• What to work on:
1. In the dataset entries, switch "rear view mirror" to "side mirror" throughout the part that opens with the line containing "Task: tag every instance of the bare" and closes with the end of the entries. Reproduce only that part, leaving everything else unchanged.
2. Continue the piece on Michael Conforto's shoulder injury from the point where it stops.

• Given text:
☆ ☆ ☆ ☆
Here’s some good news: the Mets didn’t lose Michael Conforto [1] in the middle of a playoff hunt. Man, that would hurt. Hurt like Conforto’s left shoulder appeared to when he dislocated it after swinging and missing [2] against Arizona starter Robbie Ray in the fifth inning at Citi Field on Thursday. Conforto went down on the ground in agony. The Mets were in the process of going down to the Diamondbacks [3] for the sixth time in seven games this year, though that took an emotional back seat to losing our only 2017 All-Star, one of our building blocks for 2018 and beyond.

Because these Mets never entered the playoff hunt, the loss of Conforto hurts only on a few levels, none of them intensely competitive. Hurts because he’s Conforto, mostly. Because he’s a Met, naturally. And because he’s a human being. By the by, Ray is a human being who was hit in the head by a batted ball in July, yet he returned to tame the eminently tamable Mets just weeks later. It’s a result we can’t applaud too heartily out of brand loyalty, but we should feel good about the essentials. Ray’s success at our expense is a reminder that talented players can overcome episodes that look painful to us and feel painful to them. Different injuries, but at least one positive resolution is in the books.
☆ ☆ ☆ ☆
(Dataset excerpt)
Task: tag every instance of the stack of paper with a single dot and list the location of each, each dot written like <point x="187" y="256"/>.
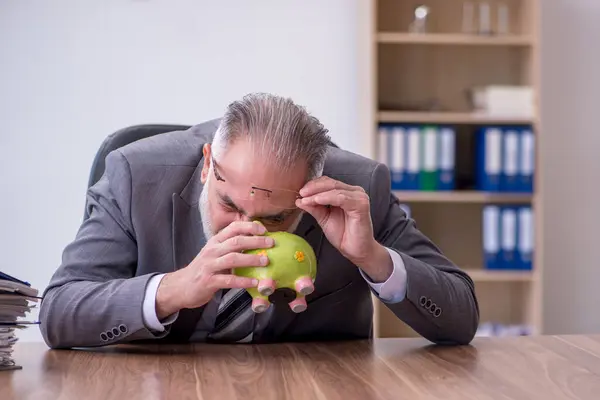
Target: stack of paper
<point x="16" y="298"/>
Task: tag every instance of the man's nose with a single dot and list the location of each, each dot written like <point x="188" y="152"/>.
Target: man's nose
<point x="244" y="218"/>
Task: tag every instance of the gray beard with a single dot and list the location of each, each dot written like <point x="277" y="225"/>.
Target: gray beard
<point x="205" y="214"/>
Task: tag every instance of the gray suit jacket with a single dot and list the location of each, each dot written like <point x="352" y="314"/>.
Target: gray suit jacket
<point x="144" y="220"/>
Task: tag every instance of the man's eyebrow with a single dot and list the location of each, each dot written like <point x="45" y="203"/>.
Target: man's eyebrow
<point x="228" y="201"/>
<point x="280" y="215"/>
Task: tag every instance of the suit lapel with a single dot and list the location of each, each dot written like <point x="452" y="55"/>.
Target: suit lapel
<point x="282" y="316"/>
<point x="187" y="234"/>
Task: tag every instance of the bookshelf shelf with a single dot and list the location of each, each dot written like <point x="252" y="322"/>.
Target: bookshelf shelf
<point x="447" y="118"/>
<point x="407" y="72"/>
<point x="463" y="197"/>
<point x="452" y="39"/>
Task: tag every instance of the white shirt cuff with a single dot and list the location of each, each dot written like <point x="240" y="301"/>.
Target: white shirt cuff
<point x="394" y="289"/>
<point x="149" y="307"/>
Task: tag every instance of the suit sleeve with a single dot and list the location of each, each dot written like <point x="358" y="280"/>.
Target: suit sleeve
<point x="94" y="298"/>
<point x="440" y="302"/>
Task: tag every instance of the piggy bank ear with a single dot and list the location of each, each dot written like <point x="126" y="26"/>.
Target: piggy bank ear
<point x="257" y="222"/>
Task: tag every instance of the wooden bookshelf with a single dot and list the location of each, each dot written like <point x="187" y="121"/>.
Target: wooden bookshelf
<point x="465" y="118"/>
<point x="406" y="71"/>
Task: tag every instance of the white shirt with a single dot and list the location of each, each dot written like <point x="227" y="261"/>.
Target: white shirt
<point x="393" y="290"/>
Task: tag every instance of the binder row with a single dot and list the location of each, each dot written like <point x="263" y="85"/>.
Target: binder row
<point x="505" y="159"/>
<point x="422" y="157"/>
<point x="508" y="237"/>
<point x="419" y="157"/>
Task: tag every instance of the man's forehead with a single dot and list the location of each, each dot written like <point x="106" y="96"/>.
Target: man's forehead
<point x="262" y="212"/>
<point x="241" y="164"/>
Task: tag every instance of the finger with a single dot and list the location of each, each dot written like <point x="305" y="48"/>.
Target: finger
<point x="239" y="228"/>
<point x="238" y="260"/>
<point x="347" y="200"/>
<point x="222" y="281"/>
<point x="324" y="184"/>
<point x="240" y="243"/>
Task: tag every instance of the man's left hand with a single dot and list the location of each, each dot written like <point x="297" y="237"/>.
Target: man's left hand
<point x="343" y="212"/>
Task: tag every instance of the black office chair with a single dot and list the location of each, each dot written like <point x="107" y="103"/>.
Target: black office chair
<point x="121" y="138"/>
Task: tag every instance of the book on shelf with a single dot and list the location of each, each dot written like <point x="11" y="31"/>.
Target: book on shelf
<point x="17" y="299"/>
<point x="508" y="237"/>
<point x="421" y="157"/>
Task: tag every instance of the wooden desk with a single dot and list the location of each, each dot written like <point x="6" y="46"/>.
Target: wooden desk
<point x="565" y="367"/>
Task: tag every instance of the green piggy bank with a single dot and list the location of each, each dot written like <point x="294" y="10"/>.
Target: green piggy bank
<point x="292" y="264"/>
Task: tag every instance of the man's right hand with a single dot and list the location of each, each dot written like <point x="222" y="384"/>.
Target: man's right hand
<point x="194" y="285"/>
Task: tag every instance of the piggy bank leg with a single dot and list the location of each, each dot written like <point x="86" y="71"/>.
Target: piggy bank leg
<point x="266" y="287"/>
<point x="299" y="304"/>
<point x="304" y="285"/>
<point x="260" y="304"/>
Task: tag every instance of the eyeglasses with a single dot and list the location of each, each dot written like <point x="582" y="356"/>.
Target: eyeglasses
<point x="280" y="198"/>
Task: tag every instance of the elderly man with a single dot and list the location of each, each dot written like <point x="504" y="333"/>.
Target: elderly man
<point x="172" y="214"/>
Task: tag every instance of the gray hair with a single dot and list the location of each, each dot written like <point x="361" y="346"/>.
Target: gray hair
<point x="278" y="128"/>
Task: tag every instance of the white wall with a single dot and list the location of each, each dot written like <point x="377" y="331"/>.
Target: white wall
<point x="71" y="72"/>
<point x="570" y="135"/>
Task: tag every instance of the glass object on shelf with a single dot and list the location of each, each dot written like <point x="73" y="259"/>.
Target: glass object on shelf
<point x="419" y="23"/>
<point x="485" y="21"/>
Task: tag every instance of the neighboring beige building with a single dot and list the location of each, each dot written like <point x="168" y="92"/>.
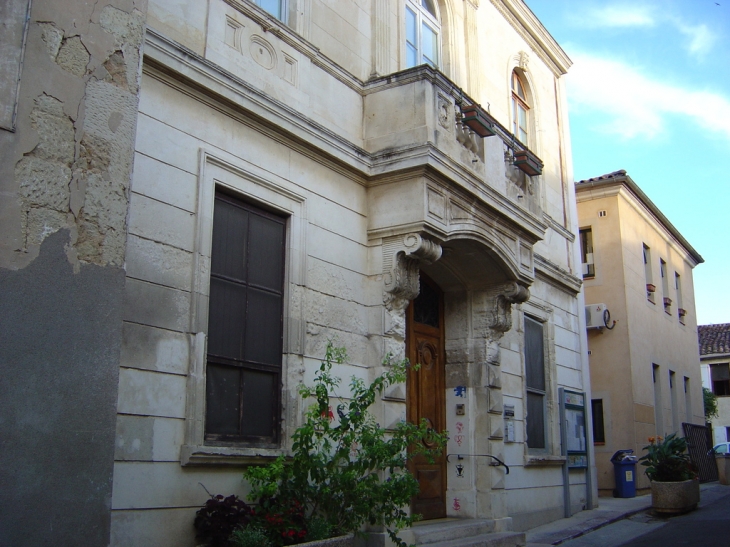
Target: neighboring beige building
<point x="644" y="375"/>
<point x="715" y="366"/>
<point x="302" y="170"/>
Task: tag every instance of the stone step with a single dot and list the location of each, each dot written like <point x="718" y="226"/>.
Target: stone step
<point x="462" y="533"/>
<point x="493" y="539"/>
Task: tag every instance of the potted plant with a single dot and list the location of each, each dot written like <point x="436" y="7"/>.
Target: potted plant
<point x="675" y="488"/>
<point x="477" y="120"/>
<point x="528" y="162"/>
<point x="345" y="471"/>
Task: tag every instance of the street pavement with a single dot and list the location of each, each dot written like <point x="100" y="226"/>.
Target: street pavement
<point x="629" y="523"/>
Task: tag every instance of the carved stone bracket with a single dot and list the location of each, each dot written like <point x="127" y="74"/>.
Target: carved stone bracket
<point x="402" y="258"/>
<point x="499" y="318"/>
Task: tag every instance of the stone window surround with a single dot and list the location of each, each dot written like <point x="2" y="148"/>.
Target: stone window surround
<point x="551" y="454"/>
<point x="221" y="170"/>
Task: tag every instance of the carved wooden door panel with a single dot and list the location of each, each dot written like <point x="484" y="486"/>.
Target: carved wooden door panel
<point x="425" y="396"/>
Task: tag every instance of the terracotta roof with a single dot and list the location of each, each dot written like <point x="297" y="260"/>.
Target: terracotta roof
<point x="714" y="338"/>
<point x="620" y="177"/>
<point x="619" y="173"/>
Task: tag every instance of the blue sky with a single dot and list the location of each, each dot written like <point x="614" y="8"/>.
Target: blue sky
<point x="649" y="92"/>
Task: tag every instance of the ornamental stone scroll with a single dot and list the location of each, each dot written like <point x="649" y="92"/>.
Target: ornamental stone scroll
<point x="402" y="258"/>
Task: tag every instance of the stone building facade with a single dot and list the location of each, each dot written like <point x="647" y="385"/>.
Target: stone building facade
<point x="323" y="146"/>
<point x="69" y="86"/>
<point x="644" y="367"/>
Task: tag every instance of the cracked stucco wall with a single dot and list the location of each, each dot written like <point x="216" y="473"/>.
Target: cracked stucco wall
<point x="68" y="164"/>
<point x="64" y="193"/>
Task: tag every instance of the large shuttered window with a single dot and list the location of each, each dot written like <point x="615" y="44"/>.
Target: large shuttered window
<point x="245" y="324"/>
<point x="535" y="382"/>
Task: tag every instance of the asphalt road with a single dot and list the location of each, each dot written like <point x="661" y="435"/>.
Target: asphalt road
<point x="708" y="526"/>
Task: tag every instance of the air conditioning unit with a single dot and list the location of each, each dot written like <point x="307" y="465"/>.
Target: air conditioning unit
<point x="597" y="316"/>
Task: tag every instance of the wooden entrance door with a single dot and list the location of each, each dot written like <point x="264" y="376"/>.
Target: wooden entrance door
<point x="426" y="395"/>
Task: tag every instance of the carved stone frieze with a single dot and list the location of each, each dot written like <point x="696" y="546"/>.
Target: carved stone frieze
<point x="402" y="258"/>
<point x="445" y="115"/>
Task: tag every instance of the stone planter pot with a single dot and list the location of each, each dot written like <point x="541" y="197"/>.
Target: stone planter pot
<point x="723" y="468"/>
<point x="675" y="497"/>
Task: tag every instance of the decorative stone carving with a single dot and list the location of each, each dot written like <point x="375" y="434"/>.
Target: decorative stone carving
<point x="444" y="113"/>
<point x="402" y="257"/>
<point x="262" y="52"/>
<point x="500" y="316"/>
<point x="523" y="59"/>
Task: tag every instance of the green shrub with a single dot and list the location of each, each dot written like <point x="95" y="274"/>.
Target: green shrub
<point x="667" y="461"/>
<point x="251" y="536"/>
<point x="351" y="473"/>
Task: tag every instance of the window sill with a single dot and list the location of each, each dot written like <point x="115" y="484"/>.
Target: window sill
<point x="226" y="455"/>
<point x="544" y="460"/>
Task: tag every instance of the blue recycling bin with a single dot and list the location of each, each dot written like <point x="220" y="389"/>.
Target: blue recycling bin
<point x="624" y="471"/>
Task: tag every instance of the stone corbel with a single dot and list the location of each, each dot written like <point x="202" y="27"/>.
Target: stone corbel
<point x="500" y="316"/>
<point x="402" y="257"/>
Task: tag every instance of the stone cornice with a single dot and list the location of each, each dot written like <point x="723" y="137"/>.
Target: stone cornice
<point x="534" y="33"/>
<point x="193" y="75"/>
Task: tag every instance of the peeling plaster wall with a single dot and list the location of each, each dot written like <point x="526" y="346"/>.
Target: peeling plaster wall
<point x="65" y="171"/>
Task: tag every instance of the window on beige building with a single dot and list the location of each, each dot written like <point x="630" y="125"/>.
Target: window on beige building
<point x="666" y="300"/>
<point x="422" y="33"/>
<point x="720" y="376"/>
<point x="277" y="8"/>
<point x="658" y="413"/>
<point x="681" y="312"/>
<point x="586" y="253"/>
<point x="673" y="400"/>
<point x="599" y="432"/>
<point x="650" y="287"/>
<point x="520" y="108"/>
<point x="244" y="350"/>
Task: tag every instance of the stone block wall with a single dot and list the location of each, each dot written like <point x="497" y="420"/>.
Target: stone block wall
<point x="65" y="168"/>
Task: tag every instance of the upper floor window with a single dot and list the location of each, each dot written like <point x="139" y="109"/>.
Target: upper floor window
<point x="520" y="108"/>
<point x="422" y="33"/>
<point x="650" y="287"/>
<point x="586" y="252"/>
<point x="274" y="7"/>
<point x="720" y="376"/>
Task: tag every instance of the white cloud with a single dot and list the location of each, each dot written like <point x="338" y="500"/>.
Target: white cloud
<point x="635" y="106"/>
<point x="701" y="38"/>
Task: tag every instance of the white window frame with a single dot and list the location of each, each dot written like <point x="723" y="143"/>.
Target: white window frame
<point x="251" y="183"/>
<point x="423" y="17"/>
<point x="519" y="103"/>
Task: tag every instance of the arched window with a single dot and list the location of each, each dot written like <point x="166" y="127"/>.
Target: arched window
<point x="422" y="33"/>
<point x="274" y="7"/>
<point x="520" y="108"/>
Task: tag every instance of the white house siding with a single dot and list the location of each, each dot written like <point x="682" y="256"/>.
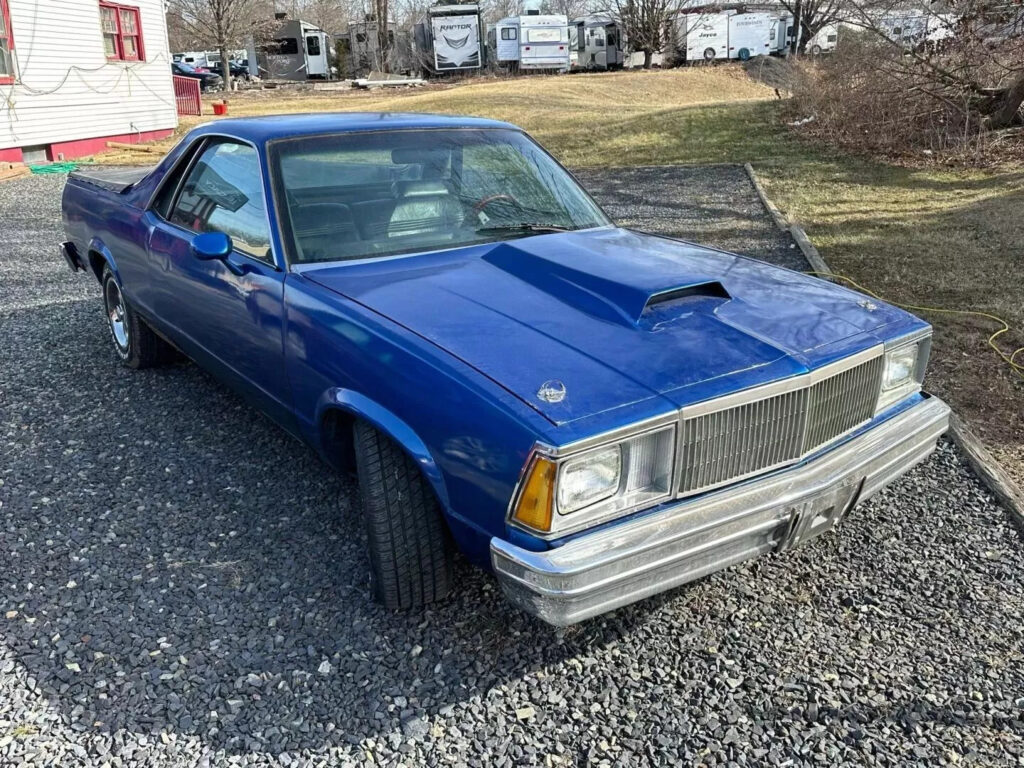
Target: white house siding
<point x="67" y="90"/>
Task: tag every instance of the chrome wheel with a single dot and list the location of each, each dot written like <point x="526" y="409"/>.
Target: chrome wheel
<point x="117" y="315"/>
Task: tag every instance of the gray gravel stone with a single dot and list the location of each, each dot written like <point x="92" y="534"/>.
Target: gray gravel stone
<point x="207" y="547"/>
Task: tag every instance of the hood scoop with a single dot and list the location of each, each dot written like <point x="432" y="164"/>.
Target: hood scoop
<point x="608" y="299"/>
<point x="710" y="290"/>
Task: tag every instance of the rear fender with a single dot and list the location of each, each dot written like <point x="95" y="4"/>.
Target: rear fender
<point x="370" y="411"/>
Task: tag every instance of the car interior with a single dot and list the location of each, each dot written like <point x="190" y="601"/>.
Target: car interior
<point x="410" y="199"/>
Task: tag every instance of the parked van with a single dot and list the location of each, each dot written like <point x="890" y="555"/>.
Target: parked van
<point x="596" y="43"/>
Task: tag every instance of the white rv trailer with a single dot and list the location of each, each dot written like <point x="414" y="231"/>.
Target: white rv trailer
<point x="824" y="40"/>
<point x="449" y="38"/>
<point x="532" y="42"/>
<point x="723" y="35"/>
<point x="596" y="43"/>
<point x="299" y="50"/>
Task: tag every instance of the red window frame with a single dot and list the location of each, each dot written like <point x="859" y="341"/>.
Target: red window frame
<point x="9" y="37"/>
<point x="120" y="35"/>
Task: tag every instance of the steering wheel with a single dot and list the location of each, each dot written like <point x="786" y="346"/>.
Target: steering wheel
<point x="482" y="203"/>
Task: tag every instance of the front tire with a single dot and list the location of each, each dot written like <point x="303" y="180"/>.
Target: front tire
<point x="134" y="342"/>
<point x="411" y="553"/>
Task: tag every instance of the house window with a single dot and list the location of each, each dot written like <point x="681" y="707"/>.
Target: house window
<point x="6" y="45"/>
<point x="122" y="33"/>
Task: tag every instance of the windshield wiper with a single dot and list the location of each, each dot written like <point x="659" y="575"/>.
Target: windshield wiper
<point x="523" y="226"/>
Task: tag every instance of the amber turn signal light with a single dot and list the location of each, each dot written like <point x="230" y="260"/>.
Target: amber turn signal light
<point x="535" y="506"/>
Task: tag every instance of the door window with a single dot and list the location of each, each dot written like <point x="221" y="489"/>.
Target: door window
<point x="223" y="193"/>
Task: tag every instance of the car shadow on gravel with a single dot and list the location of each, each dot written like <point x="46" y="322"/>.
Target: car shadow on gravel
<point x="179" y="564"/>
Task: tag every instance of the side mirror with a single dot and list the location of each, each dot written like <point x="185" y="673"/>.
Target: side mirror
<point x="210" y="246"/>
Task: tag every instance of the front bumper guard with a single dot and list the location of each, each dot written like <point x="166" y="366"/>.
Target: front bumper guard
<point x="624" y="563"/>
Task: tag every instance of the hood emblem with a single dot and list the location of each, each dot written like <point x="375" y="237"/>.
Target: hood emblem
<point x="552" y="391"/>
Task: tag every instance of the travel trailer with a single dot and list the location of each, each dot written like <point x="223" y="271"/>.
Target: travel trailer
<point x="365" y="47"/>
<point x="298" y="50"/>
<point x="449" y="39"/>
<point x="824" y="40"/>
<point x="532" y="41"/>
<point x="724" y="35"/>
<point x="596" y="43"/>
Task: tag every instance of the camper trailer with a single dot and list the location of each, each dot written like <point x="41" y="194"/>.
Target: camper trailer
<point x="596" y="43"/>
<point x="298" y="50"/>
<point x="824" y="40"/>
<point x="532" y="41"/>
<point x="365" y="47"/>
<point x="724" y="35"/>
<point x="449" y="39"/>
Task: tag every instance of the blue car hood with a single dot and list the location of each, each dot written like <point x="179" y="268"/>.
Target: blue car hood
<point x="616" y="316"/>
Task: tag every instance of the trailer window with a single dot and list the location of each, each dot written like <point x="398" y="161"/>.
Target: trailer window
<point x="122" y="31"/>
<point x="223" y="193"/>
<point x="544" y="36"/>
<point x="6" y="45"/>
<point x="286" y="46"/>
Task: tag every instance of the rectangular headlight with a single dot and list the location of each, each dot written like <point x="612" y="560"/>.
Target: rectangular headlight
<point x="903" y="371"/>
<point x="598" y="483"/>
<point x="589" y="479"/>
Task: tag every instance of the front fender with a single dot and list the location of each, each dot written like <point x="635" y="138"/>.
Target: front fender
<point x="97" y="246"/>
<point x="364" y="408"/>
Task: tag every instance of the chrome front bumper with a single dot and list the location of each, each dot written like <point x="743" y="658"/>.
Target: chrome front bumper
<point x="623" y="563"/>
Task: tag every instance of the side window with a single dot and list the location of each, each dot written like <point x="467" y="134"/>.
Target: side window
<point x="223" y="193"/>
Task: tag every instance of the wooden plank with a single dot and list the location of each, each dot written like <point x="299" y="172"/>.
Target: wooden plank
<point x="126" y="145"/>
<point x="989" y="470"/>
<point x="776" y="214"/>
<point x="6" y="174"/>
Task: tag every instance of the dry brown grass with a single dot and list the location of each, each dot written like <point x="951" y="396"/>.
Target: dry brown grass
<point x="624" y="118"/>
<point x="915" y="236"/>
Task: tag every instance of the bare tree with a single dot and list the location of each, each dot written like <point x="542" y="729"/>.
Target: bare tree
<point x="643" y="23"/>
<point x="809" y="17"/>
<point x="222" y="25"/>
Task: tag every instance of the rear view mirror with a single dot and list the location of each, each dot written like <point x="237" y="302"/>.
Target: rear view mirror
<point x="212" y="246"/>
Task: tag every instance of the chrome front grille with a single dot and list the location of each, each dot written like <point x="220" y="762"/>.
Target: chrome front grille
<point x="840" y="402"/>
<point x="775" y="425"/>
☆ ☆ ☆ ☆
• Responses to the tasks:
1.
Task: tag every instance of the bare tree with a single dot and list the location of each, each dot written like <point x="542" y="729"/>.
Target: bare tree
<point x="643" y="23"/>
<point x="809" y="17"/>
<point x="222" y="25"/>
Task: tag every instance of the side mirror with a single dot and list the location of each, each dot written like <point x="237" y="302"/>.
Target: side mirror
<point x="212" y="246"/>
Task: tag every instance of the chrome front grille with a single dot and list the location of each, each dot written like <point x="220" y="762"/>.
Target: chrome front grille
<point x="840" y="402"/>
<point x="775" y="425"/>

2.
Every Met, with a couple of exceptions, has been injured at some point this season [4], so reflexively our empathy for Conforto was shared with our sorrow for ourselves. “We can’t have nice things” is the trite phrase I read repeatedly after Michael left the game. Cripes, we can have nice things. We just need more of them and better methods for protecting them from calamity, though I’m not sure how you preemptively guard against a dislocated shoulder to your best hitter. Conforto had been to bat nearly a thousand times in the majors since 2015 and hadn’t dislocated his left shoulder once while wearing a Mets uniform. Sometimes weird stuff happens.

Ofttimes weird stuff happens to the Mets, admittedly. But we already knew that.

UPDATE: An MRI revealed a tear in the posterior capsule in Conforto’s left shoulder [5], an issue to add to the dislocation. So, yes, it can always be worse.